Data entries:
— Start —

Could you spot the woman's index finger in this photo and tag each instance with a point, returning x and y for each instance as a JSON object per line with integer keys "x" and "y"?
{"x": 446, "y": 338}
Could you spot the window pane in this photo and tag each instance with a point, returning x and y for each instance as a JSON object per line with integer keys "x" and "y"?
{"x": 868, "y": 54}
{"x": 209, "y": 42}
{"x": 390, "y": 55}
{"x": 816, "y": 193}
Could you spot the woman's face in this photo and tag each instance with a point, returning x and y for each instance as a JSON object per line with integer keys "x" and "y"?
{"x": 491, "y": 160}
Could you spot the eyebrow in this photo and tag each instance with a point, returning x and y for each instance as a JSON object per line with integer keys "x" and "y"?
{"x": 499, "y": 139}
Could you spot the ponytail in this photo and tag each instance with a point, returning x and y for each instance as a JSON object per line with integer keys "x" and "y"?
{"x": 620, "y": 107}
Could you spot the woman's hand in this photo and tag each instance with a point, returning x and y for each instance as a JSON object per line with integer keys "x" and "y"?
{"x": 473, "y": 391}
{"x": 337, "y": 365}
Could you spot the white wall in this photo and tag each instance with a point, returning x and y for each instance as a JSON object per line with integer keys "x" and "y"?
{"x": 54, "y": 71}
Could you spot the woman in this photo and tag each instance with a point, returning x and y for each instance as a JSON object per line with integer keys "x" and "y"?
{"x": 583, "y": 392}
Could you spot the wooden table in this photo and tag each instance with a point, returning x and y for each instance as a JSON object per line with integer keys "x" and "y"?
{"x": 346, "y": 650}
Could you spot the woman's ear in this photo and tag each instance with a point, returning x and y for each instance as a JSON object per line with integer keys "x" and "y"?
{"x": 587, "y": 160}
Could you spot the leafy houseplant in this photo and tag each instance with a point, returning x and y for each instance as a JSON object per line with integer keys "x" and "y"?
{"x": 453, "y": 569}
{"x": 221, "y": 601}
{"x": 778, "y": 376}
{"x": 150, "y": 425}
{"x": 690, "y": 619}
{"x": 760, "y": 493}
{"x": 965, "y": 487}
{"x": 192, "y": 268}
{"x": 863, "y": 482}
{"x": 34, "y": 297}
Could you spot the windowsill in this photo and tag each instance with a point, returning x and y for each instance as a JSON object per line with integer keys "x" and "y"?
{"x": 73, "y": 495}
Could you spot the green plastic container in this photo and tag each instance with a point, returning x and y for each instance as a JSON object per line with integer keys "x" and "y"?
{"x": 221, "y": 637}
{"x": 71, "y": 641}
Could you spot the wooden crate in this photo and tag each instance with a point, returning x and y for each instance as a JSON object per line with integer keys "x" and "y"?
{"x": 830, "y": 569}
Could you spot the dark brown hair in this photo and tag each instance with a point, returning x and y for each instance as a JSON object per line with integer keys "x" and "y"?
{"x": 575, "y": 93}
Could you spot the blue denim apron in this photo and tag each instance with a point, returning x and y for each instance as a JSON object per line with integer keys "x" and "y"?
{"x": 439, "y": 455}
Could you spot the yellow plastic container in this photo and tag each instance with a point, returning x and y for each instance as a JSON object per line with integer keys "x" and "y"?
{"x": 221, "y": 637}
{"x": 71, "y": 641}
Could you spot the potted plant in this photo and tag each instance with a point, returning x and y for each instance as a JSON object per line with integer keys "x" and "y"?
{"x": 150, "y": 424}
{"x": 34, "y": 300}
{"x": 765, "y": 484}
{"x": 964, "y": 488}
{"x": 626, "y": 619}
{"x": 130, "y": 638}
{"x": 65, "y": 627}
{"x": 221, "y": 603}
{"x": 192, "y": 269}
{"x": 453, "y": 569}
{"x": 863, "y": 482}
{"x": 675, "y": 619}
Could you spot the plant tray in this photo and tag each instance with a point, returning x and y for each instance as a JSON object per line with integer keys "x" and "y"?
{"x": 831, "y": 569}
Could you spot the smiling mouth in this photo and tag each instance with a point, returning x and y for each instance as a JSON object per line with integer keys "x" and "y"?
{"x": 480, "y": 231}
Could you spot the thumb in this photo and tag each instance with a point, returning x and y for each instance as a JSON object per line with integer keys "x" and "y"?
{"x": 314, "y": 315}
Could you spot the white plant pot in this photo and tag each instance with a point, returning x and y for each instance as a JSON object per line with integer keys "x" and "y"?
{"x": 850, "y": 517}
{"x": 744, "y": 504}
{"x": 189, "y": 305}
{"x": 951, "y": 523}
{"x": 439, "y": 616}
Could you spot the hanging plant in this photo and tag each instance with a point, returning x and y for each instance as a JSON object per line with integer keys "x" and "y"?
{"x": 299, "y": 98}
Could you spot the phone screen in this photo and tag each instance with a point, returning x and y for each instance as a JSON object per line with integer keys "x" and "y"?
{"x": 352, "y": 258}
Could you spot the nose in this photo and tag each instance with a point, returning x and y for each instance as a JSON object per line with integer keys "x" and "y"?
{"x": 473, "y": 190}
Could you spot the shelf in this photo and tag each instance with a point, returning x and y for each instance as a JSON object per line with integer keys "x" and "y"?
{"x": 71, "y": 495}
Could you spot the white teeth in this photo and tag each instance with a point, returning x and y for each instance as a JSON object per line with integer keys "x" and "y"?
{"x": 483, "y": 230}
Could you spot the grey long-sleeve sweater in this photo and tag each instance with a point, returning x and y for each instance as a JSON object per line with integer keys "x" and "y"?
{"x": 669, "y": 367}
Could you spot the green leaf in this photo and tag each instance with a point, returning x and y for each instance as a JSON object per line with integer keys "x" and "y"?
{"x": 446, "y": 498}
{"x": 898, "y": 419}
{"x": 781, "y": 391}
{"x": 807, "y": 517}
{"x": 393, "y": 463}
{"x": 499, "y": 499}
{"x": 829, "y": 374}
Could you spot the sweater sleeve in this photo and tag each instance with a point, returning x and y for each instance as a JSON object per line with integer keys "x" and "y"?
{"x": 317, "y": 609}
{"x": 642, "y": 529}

— End —

● Given instruction: Your task is to return the full listing exactly as it was given.

● Solution below:
Could you spot the woman's index finger in this photo and tag each instance with a point, returning x and y for each instance as a JSON object per line with integer keys "x" and "y"?
{"x": 446, "y": 338}
Could you spot the window pane in this photo and tag each instance with a point, returning x and y for each instance as a JSON object per line with integer keys "x" and "y"?
{"x": 868, "y": 54}
{"x": 209, "y": 42}
{"x": 390, "y": 55}
{"x": 816, "y": 193}
Could you spot the woman's face in this photo and tag each instance with a point, returning x and y for each instance as a JSON object per line with integer keys "x" and "y"?
{"x": 491, "y": 160}
Could you spot the eyebrow in this photo and tag each instance with a point, returning x and y for each instance as a JSON object per line with integer keys "x" and "y"?
{"x": 499, "y": 139}
Could you spot the ponytail in this photo and tag each instance with a point, returning x and y for each instance as a JSON object per line with integer keys "x" and "y"?
{"x": 620, "y": 107}
Could you spot the woman's hand in this photo and tag each instance with a point, returning x and y for each instance as a JSON object per line with integer keys "x" and "y"?
{"x": 473, "y": 391}
{"x": 337, "y": 365}
Could you spot the white wall in this photo and tag each instance with a point, returning x and y for each instance as a JSON object per line with integer keys "x" and "y"?
{"x": 54, "y": 71}
Could you spot the woman in this photo and tag each instance with a point, returning x and y for each instance as a JSON object per line with integer keys "x" and "y"?
{"x": 583, "y": 392}
Could you spot the wooden table in this photo and tag each instance with a point, returning x and y for each instance as a JSON object per line with integer keys "x" and "y"?
{"x": 346, "y": 650}
Could you spot the woman's ear in this photo and tag each instance with a point, returning x and y for each instance as a JSON object per line with integer keys "x" and "y"?
{"x": 587, "y": 160}
Could you spot the leafy houseplant in this photo and tag each instance with a point, returning x and y for each instance as a JSON object per line with integer keys "x" and "y"?
{"x": 453, "y": 569}
{"x": 221, "y": 601}
{"x": 778, "y": 376}
{"x": 150, "y": 425}
{"x": 690, "y": 619}
{"x": 760, "y": 493}
{"x": 965, "y": 487}
{"x": 192, "y": 268}
{"x": 863, "y": 482}
{"x": 34, "y": 297}
Could you spot the windowsill in this photo and tag each instance with a point, returning x and y for each instance as a JSON object per line with integer keys "x" and "y"?
{"x": 73, "y": 495}
Could you spot the green plastic container in this photo and tag each instance with a point, returning x and y for each instance as a JSON object per line with integer keys "x" and "y"?
{"x": 221, "y": 637}
{"x": 71, "y": 641}
Could you spot the wooden crate in this photo and tag each instance with a point, returning x and y for each instance as a JSON object per line with integer keys "x" and "y"?
{"x": 830, "y": 569}
Could you spot the dark brown hair in this photo and tag each instance with a point, returning x and y for each instance as a JSON object per line with integer keys "x" and "y"?
{"x": 575, "y": 93}
Could you spot the blue denim apron in this photo and tag each instance with a point, returning x and y for each instance as a JSON object per line with integer keys "x" and "y"?
{"x": 439, "y": 455}
Could you spot the yellow plastic container in this photo and tag each instance with a point, returning x and y for each instance as a JSON object per line with integer keys "x" and "y"?
{"x": 221, "y": 637}
{"x": 71, "y": 641}
Could you spot the potted plant in this photo and tag each instance with a point, returning x and y for each instance as a JSON object per line with integer keys "x" and "y"?
{"x": 150, "y": 424}
{"x": 34, "y": 300}
{"x": 765, "y": 484}
{"x": 964, "y": 488}
{"x": 626, "y": 619}
{"x": 130, "y": 638}
{"x": 65, "y": 627}
{"x": 221, "y": 603}
{"x": 192, "y": 269}
{"x": 453, "y": 569}
{"x": 863, "y": 482}
{"x": 675, "y": 619}
Could you spot the plant tray in this photo and tag each instance with a point, returning x and y for each instance as a JSON object per line with integer keys "x" and "y"?
{"x": 831, "y": 569}
Could you spot the smiling mouth in this photo and tag each instance with a point, returning x and y for each instance as a JSON object per line with integer keys "x" and "y"?
{"x": 480, "y": 231}
Could you spot the thumb in this photo and tag each instance with a point, returning x and y for each instance as a JSON object per line with integer keys "x" and "y"?
{"x": 314, "y": 315}
Could you spot the white plant pot in this photo and tag each instance with a point, returning x and y for each instance as a JSON object per line with integer keys "x" and "y"?
{"x": 850, "y": 517}
{"x": 744, "y": 504}
{"x": 189, "y": 305}
{"x": 951, "y": 523}
{"x": 439, "y": 616}
Could you spot the hanging plant in this photo and tag each instance with a point, returning x and y for each instance as a JSON object per line with integer keys "x" and "y"?
{"x": 299, "y": 98}
Could you spot the phone screen in this photo and tag each instance with a point, returning x and y for each instance as a JSON object per line with integer keys "x" and "y"?
{"x": 352, "y": 258}
Could you spot the nose in this photo and tag each instance with a point, returning x and y for each instance as a JSON object per line with integer keys "x" and "y"?
{"x": 473, "y": 190}
Could you spot the shelf in this photo and tag each instance with a point, returning x and y for each instance as a JSON object per line with integer keys "x" and "y"?
{"x": 71, "y": 495}
Could you spot the white teeth in this photo and tag each instance with a point, returning x and y for each instance as a JSON object per line with integer keys "x" and "y"?
{"x": 483, "y": 230}
Could you spot the grey long-sleeve sweater in this photo and tag each instance with a point, returning x and y for each instance as a JSON object per line with integer keys "x" and "y"?
{"x": 669, "y": 367}
Could you spot the green leaf in this photo and tag each instance with a point, returning x and y for each instance as a JSON object per line with integer keys "x" and "y"?
{"x": 446, "y": 498}
{"x": 898, "y": 419}
{"x": 781, "y": 391}
{"x": 807, "y": 517}
{"x": 393, "y": 463}
{"x": 499, "y": 499}
{"x": 829, "y": 374}
Could you spot the sweater sleeve in this photo and tag each instance with a point, returning x and y for each instance as a JSON object per line with integer keys "x" and "y"?
{"x": 317, "y": 609}
{"x": 642, "y": 529}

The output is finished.